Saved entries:

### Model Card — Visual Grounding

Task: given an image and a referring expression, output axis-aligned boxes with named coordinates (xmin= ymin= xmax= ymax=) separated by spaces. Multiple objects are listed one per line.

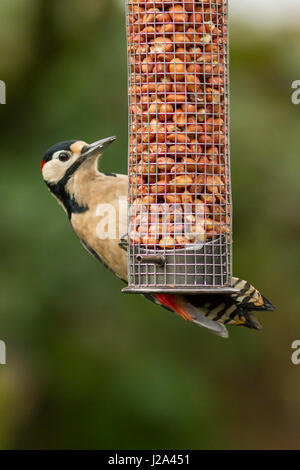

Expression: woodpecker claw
xmin=119 ymin=233 xmax=129 ymax=252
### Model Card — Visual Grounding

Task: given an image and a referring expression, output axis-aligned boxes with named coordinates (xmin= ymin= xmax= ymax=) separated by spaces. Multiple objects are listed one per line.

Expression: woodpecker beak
xmin=81 ymin=136 xmax=116 ymax=159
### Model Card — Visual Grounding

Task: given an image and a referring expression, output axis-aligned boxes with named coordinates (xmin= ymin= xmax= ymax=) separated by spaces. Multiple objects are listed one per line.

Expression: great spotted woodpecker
xmin=41 ymin=137 xmax=275 ymax=338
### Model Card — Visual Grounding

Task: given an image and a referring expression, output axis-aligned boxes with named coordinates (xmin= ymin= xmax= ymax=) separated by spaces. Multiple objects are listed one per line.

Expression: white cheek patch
xmin=42 ymin=157 xmax=77 ymax=185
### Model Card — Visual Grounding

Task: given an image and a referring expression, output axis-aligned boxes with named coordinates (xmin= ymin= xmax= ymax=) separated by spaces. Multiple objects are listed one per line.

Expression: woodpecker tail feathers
xmin=152 ymin=277 xmax=274 ymax=337
xmin=230 ymin=277 xmax=275 ymax=313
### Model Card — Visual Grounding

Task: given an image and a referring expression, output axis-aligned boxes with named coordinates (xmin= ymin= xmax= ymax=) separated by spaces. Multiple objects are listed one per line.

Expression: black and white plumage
xmin=41 ymin=137 xmax=275 ymax=338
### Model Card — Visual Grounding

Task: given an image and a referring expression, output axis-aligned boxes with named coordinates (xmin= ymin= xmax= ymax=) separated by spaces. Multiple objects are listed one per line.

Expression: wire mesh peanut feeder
xmin=124 ymin=0 xmax=235 ymax=294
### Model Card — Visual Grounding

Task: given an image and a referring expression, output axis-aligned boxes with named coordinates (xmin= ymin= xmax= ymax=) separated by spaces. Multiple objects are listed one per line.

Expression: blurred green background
xmin=0 ymin=0 xmax=300 ymax=450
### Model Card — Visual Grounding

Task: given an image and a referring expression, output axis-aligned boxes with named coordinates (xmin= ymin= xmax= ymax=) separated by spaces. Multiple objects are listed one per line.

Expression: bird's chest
xmin=70 ymin=206 xmax=127 ymax=281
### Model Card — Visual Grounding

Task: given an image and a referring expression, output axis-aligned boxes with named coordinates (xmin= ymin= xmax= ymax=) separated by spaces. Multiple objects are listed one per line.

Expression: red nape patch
xmin=41 ymin=160 xmax=46 ymax=172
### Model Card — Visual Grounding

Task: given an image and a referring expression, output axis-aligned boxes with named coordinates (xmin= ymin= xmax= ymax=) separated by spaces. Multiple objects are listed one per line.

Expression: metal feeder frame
xmin=124 ymin=0 xmax=235 ymax=295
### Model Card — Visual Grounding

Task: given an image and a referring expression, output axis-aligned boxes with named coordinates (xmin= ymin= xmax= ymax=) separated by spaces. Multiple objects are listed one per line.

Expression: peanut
xmin=150 ymin=37 xmax=173 ymax=54
xmin=168 ymin=5 xmax=188 ymax=23
xmin=169 ymin=58 xmax=186 ymax=82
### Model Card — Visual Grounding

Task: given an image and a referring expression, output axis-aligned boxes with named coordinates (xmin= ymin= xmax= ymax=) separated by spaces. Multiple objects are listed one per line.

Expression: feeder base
xmin=128 ymin=237 xmax=232 ymax=291
xmin=122 ymin=286 xmax=239 ymax=295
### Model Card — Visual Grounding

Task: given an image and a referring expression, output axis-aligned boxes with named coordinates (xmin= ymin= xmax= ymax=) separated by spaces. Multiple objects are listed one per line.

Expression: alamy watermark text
xmin=291 ymin=80 xmax=300 ymax=104
xmin=0 ymin=340 xmax=6 ymax=365
xmin=291 ymin=340 xmax=300 ymax=365
xmin=0 ymin=80 xmax=6 ymax=104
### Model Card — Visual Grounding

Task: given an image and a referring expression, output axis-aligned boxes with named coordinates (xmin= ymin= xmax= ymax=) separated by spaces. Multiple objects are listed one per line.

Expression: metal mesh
xmin=125 ymin=0 xmax=232 ymax=293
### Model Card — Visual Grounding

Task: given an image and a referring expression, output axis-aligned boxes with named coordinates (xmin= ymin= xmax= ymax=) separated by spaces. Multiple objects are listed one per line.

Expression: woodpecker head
xmin=41 ymin=137 xmax=116 ymax=216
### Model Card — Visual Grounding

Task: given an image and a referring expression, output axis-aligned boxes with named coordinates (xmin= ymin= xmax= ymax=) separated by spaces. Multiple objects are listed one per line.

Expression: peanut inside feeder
xmin=126 ymin=0 xmax=232 ymax=292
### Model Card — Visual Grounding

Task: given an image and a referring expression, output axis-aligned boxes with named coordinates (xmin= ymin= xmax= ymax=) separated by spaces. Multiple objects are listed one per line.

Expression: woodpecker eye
xmin=58 ymin=152 xmax=70 ymax=162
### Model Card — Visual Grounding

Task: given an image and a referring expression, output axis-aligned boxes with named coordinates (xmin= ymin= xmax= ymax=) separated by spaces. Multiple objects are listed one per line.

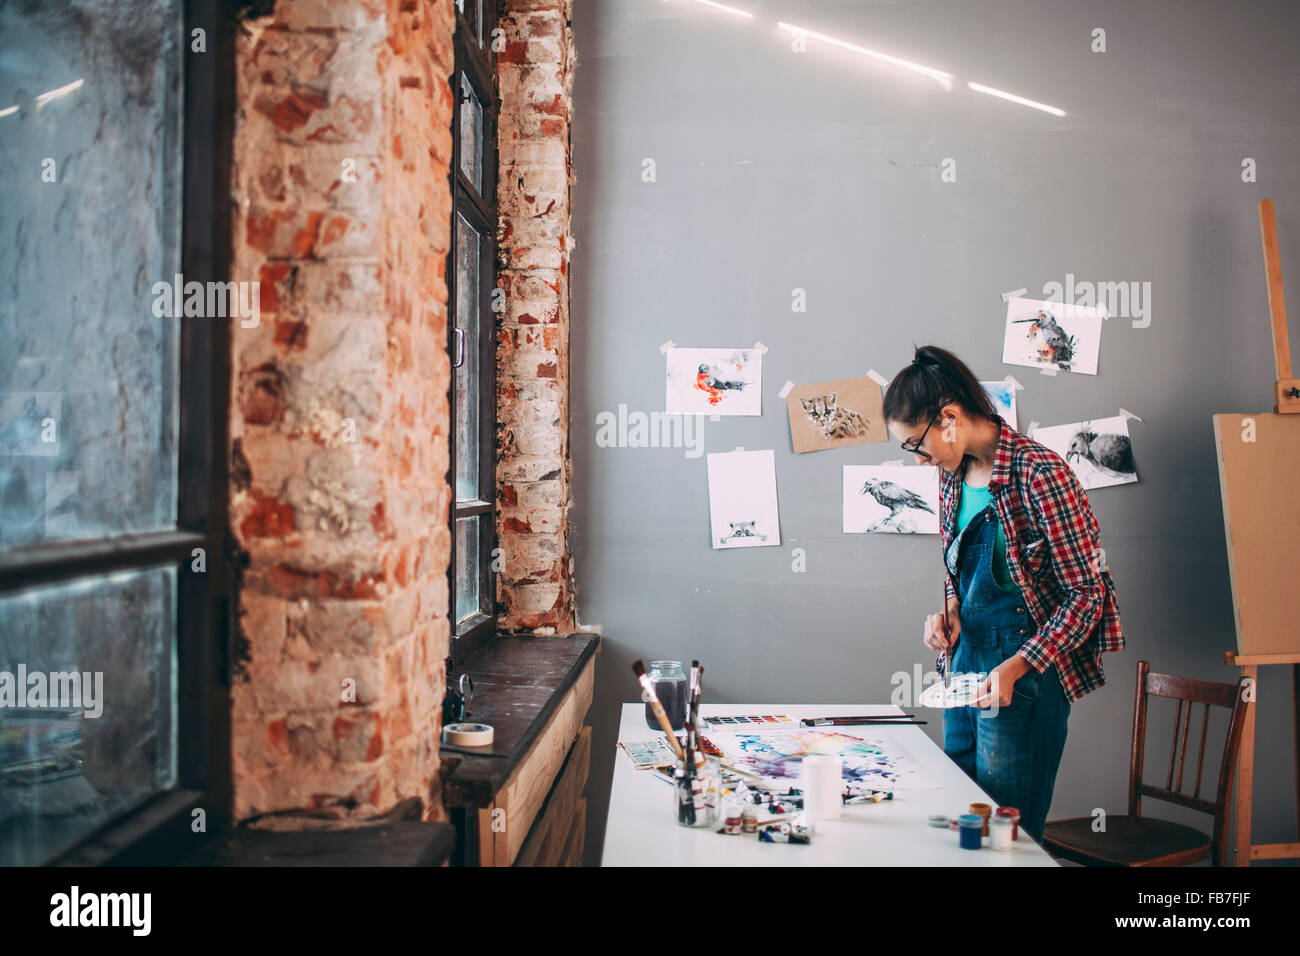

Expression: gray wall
xmin=570 ymin=0 xmax=1300 ymax=865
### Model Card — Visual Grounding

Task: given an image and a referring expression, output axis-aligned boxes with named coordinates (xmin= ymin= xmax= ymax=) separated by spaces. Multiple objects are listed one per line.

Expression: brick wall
xmin=225 ymin=0 xmax=579 ymax=829
xmin=495 ymin=0 xmax=576 ymax=633
xmin=227 ymin=0 xmax=455 ymax=826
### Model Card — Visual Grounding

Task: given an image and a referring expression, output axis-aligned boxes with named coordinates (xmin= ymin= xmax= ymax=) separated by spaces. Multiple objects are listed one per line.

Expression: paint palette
xmin=701 ymin=714 xmax=795 ymax=727
xmin=918 ymin=673 xmax=989 ymax=709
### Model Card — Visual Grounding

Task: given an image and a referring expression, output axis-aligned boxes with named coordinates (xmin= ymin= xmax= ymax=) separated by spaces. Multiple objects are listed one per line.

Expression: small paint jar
xmin=958 ymin=814 xmax=983 ymax=850
xmin=968 ymin=802 xmax=992 ymax=837
xmin=995 ymin=806 xmax=1020 ymax=841
xmin=725 ymin=810 xmax=743 ymax=835
xmin=990 ymin=813 xmax=1014 ymax=850
xmin=742 ymin=806 xmax=758 ymax=833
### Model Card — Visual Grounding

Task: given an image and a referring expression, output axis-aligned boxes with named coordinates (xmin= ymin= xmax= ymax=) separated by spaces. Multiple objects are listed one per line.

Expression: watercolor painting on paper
xmin=843 ymin=465 xmax=940 ymax=534
xmin=1001 ymin=296 xmax=1105 ymax=376
xmin=666 ymin=346 xmax=762 ymax=416
xmin=712 ymin=729 xmax=937 ymax=790
xmin=981 ymin=380 xmax=1018 ymax=430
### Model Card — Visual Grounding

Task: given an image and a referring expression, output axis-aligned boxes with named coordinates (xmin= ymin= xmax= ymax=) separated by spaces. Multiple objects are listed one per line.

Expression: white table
xmin=602 ymin=703 xmax=1060 ymax=866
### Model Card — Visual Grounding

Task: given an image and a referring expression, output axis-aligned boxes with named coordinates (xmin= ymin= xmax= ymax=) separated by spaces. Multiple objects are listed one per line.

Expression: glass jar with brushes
xmin=673 ymin=752 xmax=721 ymax=828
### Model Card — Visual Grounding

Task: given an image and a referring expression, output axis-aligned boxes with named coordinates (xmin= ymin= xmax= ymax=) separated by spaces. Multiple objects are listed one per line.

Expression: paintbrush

● **What to do**:
All of the records should be set down exactly, minus the pictures they hold.

● **Task solution**:
### Model Card — Visual Grounding

Task: given an image and a referring expression, output axis-aligned boxes with named coordinates (xmin= ymin= xmax= ymax=) separated by spaces. Multiple objects are listed one per line.


Expression: woodpecker claw
xmin=119 ymin=233 xmax=129 ymax=252
### Model Card — Visual Grounding

Task: given an image and a referring expression, output axis-aligned boxes with named coordinates (xmin= ymin= xmax= ymax=) separated by spaces. Multiple objects are listed one per line.

Expression: woodpecker beak
xmin=81 ymin=136 xmax=116 ymax=159
### Model Card — Visual Grounding

Task: given an image and a referring expression, output axis-aligned boxes with named coordinates (xmin= ymin= xmax= ymax=) separated by spaces. Multiple objects are listed one per line.

Expression: great spotted woodpecker
xmin=41 ymin=137 xmax=275 ymax=338
### Model Card — Visual Grounding

Task: given an image and a referring expression, output axis-aligned boxes with named coordinates (xmin= ymin= xmax= ymax=) separated by spaces. Multiple objects are listed one per line.

Expression: white cheek patch
xmin=42 ymin=157 xmax=77 ymax=185
### Model Card — Visual Grounding

Task: given an image and a referring expression, output axis-aligned boxes with named coordinates (xmin= ymin= xmax= ymax=) separated by spaces. Multiple objects are listed one per line.

Expression: woodpecker tail feathers
xmin=152 ymin=277 xmax=274 ymax=337
xmin=230 ymin=277 xmax=275 ymax=313
### Model Card — Visual Grounding

Task: given an image and a referring expression, output axis-aligned boxes with named coordinates (xmin= ymin= xmax= ymax=) separated by spaces. Multiple objects are listed one per line.

Expression: black and white plumage
xmin=41 ymin=137 xmax=275 ymax=338
### Model Card — Visual Grounding

Task: given an image and a referring expression, output axis-aligned boxes with named coordinates (xmin= ymin= xmax= ymax=) separated by spaces. Multiple objects are listed one per line.

Expression: wire mesh peanut feeder
xmin=124 ymin=0 xmax=235 ymax=294
### Model Card — Visual Grounding

Task: given an image and a referring expression, output axis-aligned boxes with named coordinates (xmin= ymin= xmax= ymax=) separated by spaces. Multiple objects are listed one per line.

Expression: blurred green background
xmin=0 ymin=0 xmax=300 ymax=450
### Model Card — Visual Grounding

Task: given an image and a referring expression, output axis-aligned boxes with named coordinates (xmin= ymin= xmax= ymax=) separated by spaces. Multiple objects are listed one per line.

Expression: bird's chest
xmin=70 ymin=206 xmax=127 ymax=281
### Model Card — Visual Grounding

Task: given an image and a referring expression, output axis-aligned boxes with named coordinates (xmin= ymin= xmax= ymax=) separated by spaces. Multiple objects are listed one per line.

Expression: red nape patch
xmin=41 ymin=160 xmax=46 ymax=172
### Model Card — Visual Grounding

Task: given an image and a referring expression, output axis-aligned boxes with named coordinates (xmin= ymin= xmax= ymax=) separated by spaces. Multiple objects are listed one per line.

Expression: metal feeder frame
xmin=124 ymin=0 xmax=235 ymax=295
### Model Card — Visual Grounding

Task: given an image and a referring expression, output axis-aligned boxes with named coordinates (xmin= ymin= xmax= ymax=) separated by spaces. Multiple objects are listed one per line.

Expression: peanut
xmin=150 ymin=37 xmax=173 ymax=54
xmin=168 ymin=5 xmax=188 ymax=23
xmin=169 ymin=58 xmax=186 ymax=82
### Model Card — Visual Grounding

Task: given an image and a referring expression, output axis-aligned boxes with named coordinates (xmin= ymin= xmax= ymax=) separated by spaces. Multiple objects are listed one per line.

Expression: feeder base
xmin=128 ymin=237 xmax=232 ymax=291
xmin=122 ymin=286 xmax=239 ymax=295
### Model Card — Visual Grounding

Task: given an image and a referring expression, output axis-aligned boxes with named coordinates (xmin= ymin= xmax= ymax=) separated by spaces. Multiple objects are listed one per line.

Expression: alamy watermark text
xmin=291 ymin=80 xmax=300 ymax=104
xmin=0 ymin=340 xmax=6 ymax=365
xmin=291 ymin=340 xmax=300 ymax=365
xmin=0 ymin=80 xmax=6 ymax=104
### Model Card — Visual Grounding

Task: given an image and a referring expression, output axis-aligned boxes with named coordinates (xmin= ymin= xmax= ymax=) separated by spaces. Multiple objects are listed one per line.

Expression: metal mesh
xmin=125 ymin=0 xmax=232 ymax=293
### Model Card — Visual Grounding

Task: given an image and a referring expression, output axis-aligned boxes with named coordinates (xmin= ymin= xmax= ymax=) separated by spaces. Multiple objects are listed one per line.

Expression: woodpecker head
xmin=41 ymin=137 xmax=116 ymax=216
### Model Card — Visual Grounding

Task: given an image and a referring expression, output axis-aligned boxes with named coordinates (xmin= ymin= xmax= ymax=) separated by spaces. Multiple objects are listed one per line.

Expression: peanut inside feeder
xmin=126 ymin=0 xmax=232 ymax=292
### Model Card — Visual Grounding

Task: given an image and a referring expression, output axis-aligned boxes with named coordinates (xmin= ymin= xmax= ymax=) separated by spaces. Multiple objects are listed one per line.

Expression: woodpecker eye
xmin=58 ymin=152 xmax=70 ymax=162
### Model Card — Visual Grounding

Task: given an image and a referring expression, output axis-aligned boxes with named coordinates (xmin= ymin= xmax= ymax=) separated by spaces. Multiple objects are listed one per line.


Expression: gray wall
xmin=570 ymin=0 xmax=1300 ymax=865
### Model Card — Visual Grounding

Task: given an image and a referring expression, output axis-aligned boxes with named coordinates (xmin= ymin= xmax= ymax=) separated by spaces. Multiple objects are listed one per line.

Expression: brick wall
xmin=225 ymin=0 xmax=579 ymax=829
xmin=495 ymin=0 xmax=576 ymax=633
xmin=227 ymin=0 xmax=455 ymax=826
### Model Card — Visual Grounding

Task: given an image and a referring expression, output axis-aligned boxes with named coordinates (xmin= ymin= xmax= ymax=) separated by spaces. Multiple objects are listed one per line.

Expression: paint palette
xmin=701 ymin=714 xmax=795 ymax=727
xmin=918 ymin=673 xmax=989 ymax=709
### Model Card — Visual Grounding

Task: given an image and a referring expression, output axis-aligned boxes with named coordinates (xmin= ymin= xmax= ymax=) separated by spaces. Multiple objects are listed one per line.

Expression: small paint jar
xmin=958 ymin=814 xmax=983 ymax=850
xmin=968 ymin=802 xmax=992 ymax=837
xmin=995 ymin=806 xmax=1020 ymax=841
xmin=725 ymin=810 xmax=743 ymax=835
xmin=990 ymin=813 xmax=1014 ymax=850
xmin=742 ymin=806 xmax=758 ymax=833
### Model Card — Visual Grounding

Task: given an image and a referring expression, output axis-aligned boxes with named coordinates (xmin= ymin= xmax= ymax=) separated by spaces. Multiple objects are listed one per line.

Expression: watercolor painting on paper
xmin=843 ymin=465 xmax=940 ymax=534
xmin=1001 ymin=296 xmax=1105 ymax=376
xmin=666 ymin=346 xmax=762 ymax=416
xmin=712 ymin=729 xmax=937 ymax=790
xmin=981 ymin=380 xmax=1018 ymax=430
### Model Card — Visual Grounding

Task: given an image and a referring expression, output axis-aligned boxes with named coordinates (xmin= ymin= xmax= ymax=) separated by spaces. Multiple objects are listed one per line.

Expression: white table
xmin=602 ymin=703 xmax=1060 ymax=866
### Model Card — Visual Grounding

Task: given an image and a referring expression, output axis-aligned boxes with named coordinates (xmin= ymin= xmax= ymax=) separated by spaces. Multiple objects are listed one per line.

Expression: glass jar with brushes
xmin=673 ymin=752 xmax=721 ymax=828
### Model Card — Visual Grounding

Task: given an image and a referring expression, output axis-aligned boxes with named coordinates (xmin= ymin= xmax= ymax=) separated by spaces. Multiple objects are listed one per line.

Expression: paintbrush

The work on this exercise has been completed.